Records to use
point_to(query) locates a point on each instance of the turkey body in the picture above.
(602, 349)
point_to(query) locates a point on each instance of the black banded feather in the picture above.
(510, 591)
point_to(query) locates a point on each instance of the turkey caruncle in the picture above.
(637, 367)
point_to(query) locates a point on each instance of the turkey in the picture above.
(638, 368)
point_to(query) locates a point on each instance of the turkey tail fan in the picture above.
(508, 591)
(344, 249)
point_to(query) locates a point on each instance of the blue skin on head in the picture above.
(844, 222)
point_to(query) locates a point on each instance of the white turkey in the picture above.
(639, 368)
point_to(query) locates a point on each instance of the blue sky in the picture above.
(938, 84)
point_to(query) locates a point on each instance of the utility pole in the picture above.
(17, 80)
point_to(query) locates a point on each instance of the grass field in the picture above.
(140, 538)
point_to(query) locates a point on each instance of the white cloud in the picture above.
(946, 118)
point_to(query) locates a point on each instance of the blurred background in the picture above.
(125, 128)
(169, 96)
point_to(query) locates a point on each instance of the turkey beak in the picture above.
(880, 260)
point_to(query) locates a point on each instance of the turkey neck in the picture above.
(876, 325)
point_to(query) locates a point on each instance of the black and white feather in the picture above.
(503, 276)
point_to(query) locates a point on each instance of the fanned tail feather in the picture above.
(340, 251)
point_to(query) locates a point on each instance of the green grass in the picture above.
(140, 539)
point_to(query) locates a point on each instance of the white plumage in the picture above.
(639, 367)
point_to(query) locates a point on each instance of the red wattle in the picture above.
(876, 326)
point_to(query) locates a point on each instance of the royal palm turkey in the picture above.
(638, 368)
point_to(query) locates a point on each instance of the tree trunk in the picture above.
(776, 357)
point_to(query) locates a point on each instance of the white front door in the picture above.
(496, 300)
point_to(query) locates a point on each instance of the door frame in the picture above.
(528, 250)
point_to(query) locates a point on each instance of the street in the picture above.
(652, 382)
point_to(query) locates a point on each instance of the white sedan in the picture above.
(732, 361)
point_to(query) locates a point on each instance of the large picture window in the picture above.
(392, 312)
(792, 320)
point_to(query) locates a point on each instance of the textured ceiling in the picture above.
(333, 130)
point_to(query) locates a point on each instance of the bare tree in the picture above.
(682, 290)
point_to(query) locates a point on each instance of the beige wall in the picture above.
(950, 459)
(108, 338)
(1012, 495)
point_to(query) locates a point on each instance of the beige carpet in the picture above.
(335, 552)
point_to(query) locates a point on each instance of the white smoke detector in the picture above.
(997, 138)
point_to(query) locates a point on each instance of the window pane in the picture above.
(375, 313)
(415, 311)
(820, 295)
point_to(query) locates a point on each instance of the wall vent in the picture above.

Exercise instructions
Exactly as they are written, print the entries again.

Result
point_to(query) locates a point on each instance of the turkey body in the picture above.
(602, 349)
point_to(query) locates a point on each instance of the black banded feather in the picture above.
(510, 591)
point_to(query) locates a point on each instance of the turkey caruncle in the picture above.
(637, 367)
point_to(query) locates a point on each instance of the turkey in the picture above.
(638, 368)
point_to(query) locates a point on each instance of the turkey tail fan in the picture above.
(508, 591)
(344, 249)
point_to(query) locates a point on each instance of the blue skin on head in the picture above.
(844, 222)
point_to(query) locates a point on each instance of the white turkey in the picture above.
(639, 368)
point_to(query) locates a point on each instance of the blue sky in the picture above.
(938, 84)
point_to(query) locates a point on each instance of the utility pole in the picture above.
(17, 80)
point_to(query) locates a point on each instance of the grass field in the picture above.
(140, 538)
point_to(query) locates a point on each instance of the white cloud in the picture above.
(946, 118)
point_to(query) locates a point on each instance of the blurred background in the picture above.
(125, 128)
(169, 96)
point_to(query) locates a point on each instance of the turkey beak in the picture above.
(880, 260)
point_to(query) locates a point on each instance of the turkey neck in the picture above.
(876, 325)
point_to(query) locates a point on each instance of the black and white feather in the picture above.
(503, 276)
point_to(query) locates a point on each instance of the fanned tail feather in the picture above.
(340, 251)
point_to(query) locates a point on each instance of the green grass in the picture above.
(140, 539)
point_to(query) locates a point on each instance of the white plumage in the picture above.
(639, 367)
point_to(query) locates a point on each instance of the red wattle in the picture above.
(876, 326)
point_to(query) locates a point on each instance of the royal palm turkey in the picture above.
(638, 368)
point_to(query) locates a point on each instance of the tree trunk in the picture above.
(776, 357)
point_to(query) locates a point on each instance of the white front door in the picture above.
(496, 300)
point_to(query) locates a point on each instance of the door frame in the picture above.
(528, 250)
point_to(query) locates a point on each instance of the street in the picture above.
(652, 382)
point_to(query) locates a point on each instance of the white sedan in the picture above.
(732, 361)
point_to(query) locates a point on each instance of the large picture window in the picture above.
(392, 312)
(792, 320)
point_to(query) locates a point on each instance of the textured ceiling in the picture above.
(333, 130)
point_to(query) locates a point on each instance of the bare tree in the picture above.
(682, 290)
point_to(query) locates a point on each instance of the beige wall in the picture above.
(950, 459)
(108, 338)
(1012, 495)
point_to(query) locates a point on each instance of the beige carpet in the picture above.
(335, 552)
point_to(query) locates a point on each instance of the white smoke detector in the picture above.
(997, 138)
point_to(query) locates a point on each instance of the window pane in the picture above.
(375, 313)
(415, 311)
(820, 295)
point_to(query) locates a point on each instance of the wall vent in the picture above.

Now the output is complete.